PROBLEM DETAILS> In full and without deviation, write out the entries that follow.
......
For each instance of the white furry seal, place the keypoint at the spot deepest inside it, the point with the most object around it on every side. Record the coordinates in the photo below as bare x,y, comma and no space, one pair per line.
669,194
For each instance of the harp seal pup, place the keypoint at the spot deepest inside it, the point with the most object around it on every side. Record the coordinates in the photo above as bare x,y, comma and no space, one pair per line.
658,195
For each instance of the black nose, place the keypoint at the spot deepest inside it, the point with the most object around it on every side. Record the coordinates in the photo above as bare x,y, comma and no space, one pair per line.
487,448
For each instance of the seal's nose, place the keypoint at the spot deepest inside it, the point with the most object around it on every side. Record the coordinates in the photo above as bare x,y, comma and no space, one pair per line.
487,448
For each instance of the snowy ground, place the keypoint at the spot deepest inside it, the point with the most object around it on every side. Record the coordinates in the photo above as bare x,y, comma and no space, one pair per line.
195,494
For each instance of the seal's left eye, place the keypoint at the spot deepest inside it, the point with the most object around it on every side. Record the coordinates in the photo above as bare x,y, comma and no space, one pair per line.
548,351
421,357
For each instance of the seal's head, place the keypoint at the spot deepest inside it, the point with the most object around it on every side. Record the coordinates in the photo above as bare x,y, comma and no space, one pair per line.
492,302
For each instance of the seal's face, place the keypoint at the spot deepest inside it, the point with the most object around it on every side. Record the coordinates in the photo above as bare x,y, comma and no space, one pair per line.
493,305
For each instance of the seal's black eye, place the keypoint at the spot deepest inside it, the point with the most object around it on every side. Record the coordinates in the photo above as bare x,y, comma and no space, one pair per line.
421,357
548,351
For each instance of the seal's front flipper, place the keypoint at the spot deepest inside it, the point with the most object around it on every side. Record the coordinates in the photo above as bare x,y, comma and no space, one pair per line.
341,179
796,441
......
REPLY TO THE TASK>
For each instance of the white furry seal, place the keypoint at the spot deepest inside it, the point with the most object around it on every side. Record the coordinates in the photo below as bare x,y, comma and no space, one pair per line.
669,194
For each instance of the harp seal pup, place the keypoint at the spot deepest inside it, the point with the most object around it on every side. Record the coordinates in the photo above as bare x,y, comma and no space, one pair per line.
658,195
For each instance of the black nose, place the keypoint at the spot deepest inside it, the point with the most object around it on every side. Record the coordinates in the photo above as bare x,y, comma and no space, one pair per line.
487,448
For each instance of the seal's nose, place the keypoint at the spot deepest inside it, the point with the most object around it on every side. Record the coordinates in the photo above as bare x,y, comma and no space, one pair per line.
487,448
For each instance of the snowy ground, place the keypoint at the spot deepest inside it, the point with the most object around it on every side. Record the coordinates in the photo above as bare x,y, comma and no space, one pair per line.
195,494
For each instance of the seal's left eye, place the keypoint at the spot deepest inside it, the point with the most object around it on every side. Record the coordinates in the photo above as bare x,y, comma and no space, one pair per line.
548,351
421,357
For each instance of the seal's head, place the keypoint at the spot deepest inside it, the point with the most object around it on every side. Record the coordinates in the photo above as bare x,y, comma and no space, one pair per line.
492,302
For each instance of the seal's face, place the keypoint at the spot deepest inside it, the point with the most object around it on every side. Record the coordinates in the photo above as bare x,y, comma and no space, one pair per line.
493,305
For each instance of the seal's black eye, place the keypoint at the spot deepest inside it, the point with the most object around it on every side. Record the coordinates in the photo above as bare x,y, comma and no space, one pair per line.
421,357
548,351
For each instance of the seal's front flipper, place the keypoint at the spot deepest inside it, the point with the most object around it on every side. Record the coordinates in the photo above as bare x,y, comma and no space, one pair per line.
341,179
796,441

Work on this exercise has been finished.